_Direction_.
Set down the listing below word for word, leaving out the image.

_Recorded data_.
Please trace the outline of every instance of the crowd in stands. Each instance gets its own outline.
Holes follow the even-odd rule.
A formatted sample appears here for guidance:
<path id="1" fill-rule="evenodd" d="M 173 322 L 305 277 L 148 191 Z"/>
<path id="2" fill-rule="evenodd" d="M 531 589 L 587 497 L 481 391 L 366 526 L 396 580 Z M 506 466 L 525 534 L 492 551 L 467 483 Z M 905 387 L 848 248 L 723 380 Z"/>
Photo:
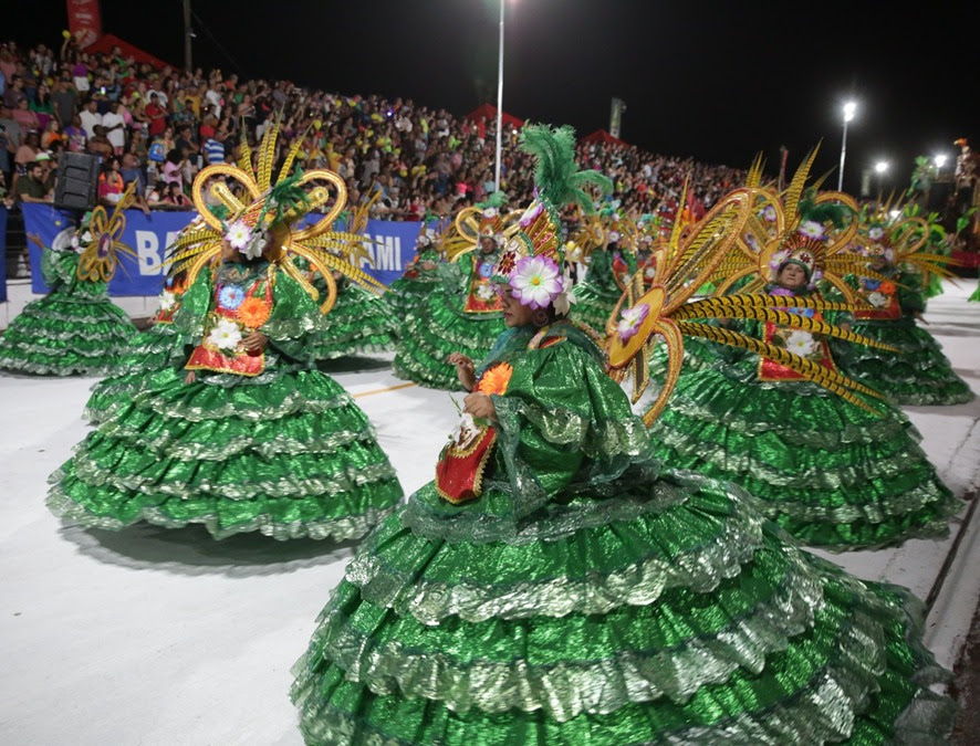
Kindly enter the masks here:
<path id="1" fill-rule="evenodd" d="M 144 209 L 189 209 L 195 175 L 208 164 L 237 161 L 242 128 L 254 144 L 277 118 L 284 146 L 302 138 L 300 165 L 340 174 L 351 203 L 379 192 L 372 209 L 377 218 L 446 216 L 493 190 L 496 122 L 411 99 L 243 81 L 217 70 L 155 69 L 118 48 L 88 54 L 73 39 L 60 49 L 0 44 L 0 190 L 9 191 L 8 204 L 50 201 L 59 156 L 72 151 L 101 158 L 103 202 L 117 201 L 136 181 Z M 512 203 L 527 203 L 531 160 L 515 147 L 512 126 L 502 139 L 501 189 Z M 688 175 L 699 208 L 744 178 L 616 143 L 581 144 L 580 161 L 609 176 L 622 207 L 639 213 L 676 203 Z"/>

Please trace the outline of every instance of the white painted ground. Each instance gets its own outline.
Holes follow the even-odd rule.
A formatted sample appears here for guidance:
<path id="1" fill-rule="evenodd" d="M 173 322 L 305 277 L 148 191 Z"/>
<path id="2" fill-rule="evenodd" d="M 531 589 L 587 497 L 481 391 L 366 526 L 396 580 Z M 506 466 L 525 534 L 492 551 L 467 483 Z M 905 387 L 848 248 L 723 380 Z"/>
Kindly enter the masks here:
<path id="1" fill-rule="evenodd" d="M 980 304 L 961 283 L 930 303 L 930 330 L 980 391 Z M 456 421 L 449 395 L 398 386 L 378 360 L 335 377 L 375 422 L 410 492 L 431 479 Z M 91 379 L 0 378 L 0 743 L 299 745 L 289 669 L 342 577 L 352 547 L 202 528 L 63 528 L 45 480 L 86 425 Z M 947 483 L 977 486 L 980 402 L 909 413 Z M 949 665 L 980 597 L 980 517 L 929 619 Z M 953 526 L 953 532 L 958 525 Z M 831 556 L 925 597 L 949 542 Z"/>

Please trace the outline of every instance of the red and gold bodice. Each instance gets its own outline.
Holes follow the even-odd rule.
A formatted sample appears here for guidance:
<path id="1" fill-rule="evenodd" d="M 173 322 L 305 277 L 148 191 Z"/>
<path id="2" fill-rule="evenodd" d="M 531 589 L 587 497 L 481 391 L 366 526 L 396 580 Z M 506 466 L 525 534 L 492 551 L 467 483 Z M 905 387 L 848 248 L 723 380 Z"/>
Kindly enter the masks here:
<path id="1" fill-rule="evenodd" d="M 186 368 L 258 376 L 265 369 L 265 354 L 246 349 L 244 340 L 272 313 L 275 267 L 270 265 L 258 274 L 225 269 L 215 281 L 204 339 L 191 353 Z"/>

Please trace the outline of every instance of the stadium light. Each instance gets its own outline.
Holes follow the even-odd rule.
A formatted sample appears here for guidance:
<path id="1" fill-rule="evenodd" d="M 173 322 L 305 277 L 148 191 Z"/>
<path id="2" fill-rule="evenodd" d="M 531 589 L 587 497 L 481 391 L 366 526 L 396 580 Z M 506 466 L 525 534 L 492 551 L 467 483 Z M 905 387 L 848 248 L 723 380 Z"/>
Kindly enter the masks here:
<path id="1" fill-rule="evenodd" d="M 837 172 L 837 191 L 844 191 L 844 156 L 847 154 L 847 123 L 854 118 L 857 104 L 848 101 L 844 104 L 844 136 L 841 138 L 841 168 Z"/>

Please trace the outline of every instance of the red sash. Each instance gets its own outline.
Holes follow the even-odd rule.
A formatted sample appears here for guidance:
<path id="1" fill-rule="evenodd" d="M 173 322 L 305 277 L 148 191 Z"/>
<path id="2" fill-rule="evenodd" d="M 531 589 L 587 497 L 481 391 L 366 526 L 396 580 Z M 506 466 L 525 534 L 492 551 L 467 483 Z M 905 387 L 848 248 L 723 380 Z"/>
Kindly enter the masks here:
<path id="1" fill-rule="evenodd" d="M 272 307 L 272 282 L 270 277 L 263 279 L 265 282 L 264 300 L 269 307 Z M 262 284 L 263 280 L 257 280 L 254 284 L 246 292 L 244 300 L 254 297 L 256 292 Z M 253 328 L 244 326 L 238 318 L 237 309 L 226 308 L 218 302 L 218 295 L 221 286 L 215 287 L 215 311 L 211 314 L 210 329 L 220 318 L 229 318 L 242 326 L 242 337 L 254 332 Z M 244 301 L 243 301 L 244 302 Z M 242 302 L 242 303 L 243 303 Z M 240 308 L 241 306 L 239 306 Z M 233 374 L 237 376 L 259 376 L 265 370 L 265 353 L 247 350 L 241 343 L 233 350 L 223 350 L 210 344 L 205 335 L 205 339 L 200 345 L 194 348 L 190 359 L 184 366 L 187 370 L 210 370 L 212 372 Z"/>
<path id="2" fill-rule="evenodd" d="M 781 308 L 780 311 L 790 311 L 788 308 Z M 813 315 L 813 319 L 816 322 L 822 322 L 823 317 L 820 315 L 820 312 L 816 312 Z M 783 340 L 788 339 L 791 334 L 794 332 L 802 332 L 802 329 L 794 329 L 789 326 L 778 326 L 773 322 L 765 322 L 765 328 L 763 333 L 763 339 L 773 344 L 773 339 L 776 337 L 781 337 Z M 809 333 L 807 333 L 809 334 Z M 815 363 L 817 365 L 823 366 L 827 370 L 836 371 L 837 367 L 834 365 L 834 358 L 831 355 L 831 346 L 827 344 L 826 339 L 815 340 L 817 344 L 817 351 L 813 355 L 807 356 L 811 363 Z M 784 347 L 784 345 L 776 345 Z M 792 350 L 790 350 L 792 351 Z M 762 381 L 805 381 L 809 380 L 805 376 L 801 376 L 795 370 L 788 368 L 784 365 L 776 363 L 768 357 L 763 357 L 759 360 L 759 380 Z"/>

_Result of the exercise_.
Please trace the outline of every instance of the crowd in stands. Each instance gets its own outline.
Holes follow the even-odd rule.
A formatted sample appears here for guidance:
<path id="1" fill-rule="evenodd" d="M 173 322 L 305 277 L 148 191 Z"/>
<path id="2" fill-rule="evenodd" d="M 531 589 L 587 497 L 481 391 L 366 526 L 396 580 Z M 506 466 L 525 534 L 492 551 L 467 483 Z M 905 387 L 848 248 L 723 380 Z"/>
Photo:
Kindly enter the masks here:
<path id="1" fill-rule="evenodd" d="M 144 209 L 189 209 L 195 175 L 208 164 L 237 161 L 242 128 L 254 144 L 277 118 L 284 146 L 302 138 L 300 165 L 340 174 L 351 203 L 379 192 L 372 209 L 377 218 L 446 216 L 493 190 L 496 122 L 411 99 L 243 81 L 217 70 L 155 69 L 118 48 L 88 54 L 73 39 L 60 49 L 0 44 L 0 190 L 9 191 L 8 204 L 50 201 L 59 156 L 72 151 L 101 158 L 103 202 L 117 201 L 136 181 Z M 512 203 L 527 203 L 531 160 L 515 147 L 512 126 L 502 139 L 501 189 Z M 688 175 L 699 208 L 744 178 L 616 143 L 581 144 L 580 161 L 609 176 L 622 207 L 639 213 L 676 203 Z"/>

Please trace the outline of every instance of the white painted ground. Each instance gets its own outline.
Holes follow the even-odd rule.
A formatted sample appears here for guidance:
<path id="1" fill-rule="evenodd" d="M 173 322 L 305 277 L 148 191 Z"/>
<path id="2" fill-rule="evenodd" d="M 531 589 L 587 497 L 481 391 L 366 526 L 396 580 Z M 506 466 L 525 534 L 492 551 L 467 483 Z M 905 387 L 848 248 L 723 380 Z"/>
Kindly enter the masks here:
<path id="1" fill-rule="evenodd" d="M 980 304 L 961 283 L 930 303 L 930 330 L 980 391 Z M 456 421 L 449 395 L 398 386 L 378 360 L 335 377 L 375 422 L 410 492 L 431 479 Z M 91 379 L 0 378 L 0 743 L 299 745 L 289 669 L 342 577 L 352 547 L 202 528 L 63 528 L 45 480 L 86 425 Z M 947 483 L 977 486 L 980 402 L 909 413 Z M 949 665 L 980 597 L 980 517 L 929 619 Z M 953 526 L 953 532 L 958 525 Z M 831 556 L 925 597 L 949 542 Z"/>

Please trace the outline of every instance of the red and gold bodice. Each instance gets its own outline.
Holes follow the even-odd rule.
A formatted sample appears here for guidance:
<path id="1" fill-rule="evenodd" d="M 173 322 L 305 277 L 148 191 Z"/>
<path id="2" fill-rule="evenodd" d="M 531 589 L 587 497 L 481 391 L 366 526 L 396 580 Z M 506 466 L 525 534 L 492 551 L 467 483 Z M 905 387 L 848 248 L 723 380 Z"/>
Kindly enter the masks here:
<path id="1" fill-rule="evenodd" d="M 186 368 L 258 376 L 265 369 L 265 354 L 246 349 L 244 340 L 272 313 L 275 267 L 270 265 L 258 274 L 225 269 L 215 281 L 204 339 L 191 353 Z"/>

Please trace the outline of every instance of the stadium light. Each instance gets its own outline.
Holes follow the even-odd rule.
A formatted sample appears here for guidance:
<path id="1" fill-rule="evenodd" d="M 173 322 L 305 277 L 148 191 Z"/>
<path id="2" fill-rule="evenodd" d="M 531 589 L 587 497 L 481 391 L 366 526 L 396 580 Z M 506 466 L 525 534 L 492 551 L 467 483 Z M 905 387 L 848 248 L 723 380 Z"/>
Kindly enter the masks here:
<path id="1" fill-rule="evenodd" d="M 837 172 L 837 191 L 844 191 L 844 156 L 847 154 L 847 123 L 854 118 L 857 104 L 848 101 L 844 104 L 844 136 L 841 138 L 841 168 Z"/>

Please trace the outline of every instance of the red sash. Each instance gets its own outline.
Holes follow the even-odd rule.
A formatted sample appears here for guidance:
<path id="1" fill-rule="evenodd" d="M 173 322 L 305 277 L 148 191 Z"/>
<path id="2" fill-rule="evenodd" d="M 531 589 L 587 497 L 481 391 L 366 526 L 396 580 Z M 506 466 L 525 534 L 492 551 L 467 483 Z M 905 387 L 848 248 L 723 380 Z"/>
Kindly enter the masks here:
<path id="1" fill-rule="evenodd" d="M 272 307 L 272 282 L 270 277 L 263 279 L 265 282 L 264 300 L 269 307 Z M 262 284 L 263 280 L 257 280 L 254 284 L 246 292 L 244 300 L 254 297 L 256 292 Z M 253 328 L 244 326 L 238 318 L 237 309 L 226 308 L 218 302 L 218 295 L 221 286 L 215 287 L 215 311 L 211 314 L 210 329 L 220 318 L 229 318 L 242 326 L 242 337 L 254 332 Z M 244 301 L 243 301 L 244 302 Z M 242 302 L 242 303 L 243 303 Z M 240 308 L 241 306 L 239 306 Z M 233 374 L 237 376 L 259 376 L 265 370 L 265 353 L 247 350 L 241 343 L 233 350 L 223 350 L 210 344 L 205 335 L 205 339 L 200 345 L 194 348 L 190 359 L 184 366 L 187 370 L 210 370 L 212 372 Z"/>
<path id="2" fill-rule="evenodd" d="M 781 308 L 780 311 L 790 311 L 788 308 Z M 813 315 L 813 319 L 816 322 L 822 322 L 823 317 L 820 315 L 820 312 L 816 312 Z M 783 340 L 788 339 L 791 334 L 794 332 L 802 332 L 802 329 L 794 329 L 789 326 L 778 326 L 773 322 L 765 322 L 765 328 L 763 333 L 763 339 L 773 344 L 773 339 L 776 337 L 781 337 Z M 809 333 L 807 333 L 809 334 Z M 815 363 L 817 365 L 823 366 L 827 370 L 836 371 L 837 367 L 834 365 L 834 358 L 831 355 L 831 346 L 827 344 L 826 339 L 815 340 L 817 344 L 817 351 L 813 355 L 807 356 L 811 363 Z M 784 347 L 784 345 L 776 345 Z M 792 350 L 790 350 L 792 351 Z M 762 381 L 805 381 L 809 380 L 805 376 L 801 376 L 795 370 L 788 368 L 784 365 L 776 363 L 768 357 L 763 357 L 759 360 L 759 380 Z"/>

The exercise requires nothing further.